_ASSIGNMENT_
Return every line below exactly as written.

_DATA SUPPLIED_
——————

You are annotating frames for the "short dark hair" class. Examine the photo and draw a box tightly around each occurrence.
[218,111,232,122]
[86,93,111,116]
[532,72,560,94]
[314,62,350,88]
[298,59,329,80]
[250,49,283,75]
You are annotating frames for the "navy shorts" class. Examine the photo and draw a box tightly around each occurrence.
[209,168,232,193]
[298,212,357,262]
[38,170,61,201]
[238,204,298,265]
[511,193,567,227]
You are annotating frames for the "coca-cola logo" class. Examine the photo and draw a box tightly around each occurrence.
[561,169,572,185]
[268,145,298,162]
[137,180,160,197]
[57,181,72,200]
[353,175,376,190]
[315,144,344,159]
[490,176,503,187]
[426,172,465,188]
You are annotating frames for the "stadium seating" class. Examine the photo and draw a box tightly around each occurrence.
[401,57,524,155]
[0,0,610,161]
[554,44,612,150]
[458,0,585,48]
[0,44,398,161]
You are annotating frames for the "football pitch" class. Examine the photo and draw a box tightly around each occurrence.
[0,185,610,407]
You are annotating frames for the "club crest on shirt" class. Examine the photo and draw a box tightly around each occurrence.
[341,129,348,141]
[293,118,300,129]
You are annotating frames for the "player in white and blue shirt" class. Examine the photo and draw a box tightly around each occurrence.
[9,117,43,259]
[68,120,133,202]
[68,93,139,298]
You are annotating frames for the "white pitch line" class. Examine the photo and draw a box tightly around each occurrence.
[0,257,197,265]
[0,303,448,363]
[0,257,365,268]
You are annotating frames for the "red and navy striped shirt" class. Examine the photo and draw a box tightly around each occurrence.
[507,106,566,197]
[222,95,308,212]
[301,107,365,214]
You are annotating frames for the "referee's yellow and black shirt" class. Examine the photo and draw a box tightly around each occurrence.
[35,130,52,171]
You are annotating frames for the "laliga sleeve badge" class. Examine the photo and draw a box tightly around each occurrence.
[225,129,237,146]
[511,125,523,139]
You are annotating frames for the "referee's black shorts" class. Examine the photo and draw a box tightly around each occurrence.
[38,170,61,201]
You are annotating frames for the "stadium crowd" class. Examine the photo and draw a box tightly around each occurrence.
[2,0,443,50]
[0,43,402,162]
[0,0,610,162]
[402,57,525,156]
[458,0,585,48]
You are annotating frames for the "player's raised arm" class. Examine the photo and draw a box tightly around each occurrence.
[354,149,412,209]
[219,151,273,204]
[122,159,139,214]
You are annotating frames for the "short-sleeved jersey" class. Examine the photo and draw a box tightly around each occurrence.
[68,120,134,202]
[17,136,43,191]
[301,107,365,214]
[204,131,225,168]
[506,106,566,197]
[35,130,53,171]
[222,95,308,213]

——————

_YOUR RESPONSE_
You are annotating frames for the "short dark hair" class. Examine the photo and draw a box tightly around each occurrence.
[218,111,232,122]
[86,93,111,116]
[532,72,560,94]
[314,62,350,88]
[298,59,329,80]
[250,49,283,75]
You are annotating frames for the "navy shorts" class. Examine the photo and draw a box tightly around each occurrence.
[209,168,232,193]
[298,212,357,262]
[38,170,61,201]
[238,204,298,265]
[511,193,567,227]
You are annotating frames for the "coca-cola logo" class. Examine the photo and draw a box tightly around each occurrence.
[561,169,572,185]
[268,145,298,162]
[137,180,160,197]
[57,181,72,200]
[353,175,376,190]
[315,144,344,159]
[490,176,503,187]
[426,172,465,188]
You are annotating frames for the "stadium seating" class. Examine the photo and draw a box tightly around each occurrence.
[401,57,524,155]
[0,0,610,161]
[554,44,612,150]
[458,0,585,48]
[0,44,398,161]
You are annotating frames for the "football pitch" class. Examine the photo and draw a box tightly around each occurrence.
[0,185,610,407]
You are annotating frames for the "club crest on shirt" class. Examine the photo and draw a box tightly around each occurrence.
[341,129,348,141]
[293,118,300,129]
You are annotating frames for the "player in white and blue shirt" class. Examine the photo and draw a box tightly around each occurrence.
[9,117,43,259]
[68,120,133,202]
[68,93,139,298]
You are annotating frames for the "white pitch line" class. Examine the photo and draw a box tightly around each occurrence.
[0,257,197,265]
[0,303,448,363]
[0,257,365,268]
You are annotating frames for the "red and navy striped shirt" class. Examine the photo and draw a box tightly around each occurrence.
[507,106,566,197]
[222,95,308,212]
[301,107,365,214]
You are annotating frames for the "referee's yellow and black shirt" class. Examine the photo and draw a box tightly around each occurrence.
[35,130,52,171]
You are annotating frames for the "laliga sleeve badge" class. Examine the photo and draw a box tightly around each occurrence.
[225,129,237,146]
[511,125,523,139]
You are annotating frames for the "referee's black shorts" class. Examine the photo and draw a box tightly around each occurrence.
[38,170,61,201]
You are annotating frames for the "stadium crowd" class. Examine the photo and draw a box tightly around each occurrence.
[2,0,443,50]
[0,43,402,162]
[0,0,610,162]
[402,57,525,156]
[458,0,585,48]
You are annotating frames for the "player's raised arm" class. Examine the photo and draw a box tightly around each occurrence.
[354,149,412,209]
[219,151,273,204]
[122,159,139,214]
You are annotating frames for the "short-sleeved jersey" class. Examine the photo and draw a box tightly around each occurrence.
[68,120,134,202]
[17,136,43,191]
[301,107,365,214]
[204,131,225,168]
[506,106,566,197]
[35,130,53,171]
[222,95,308,213]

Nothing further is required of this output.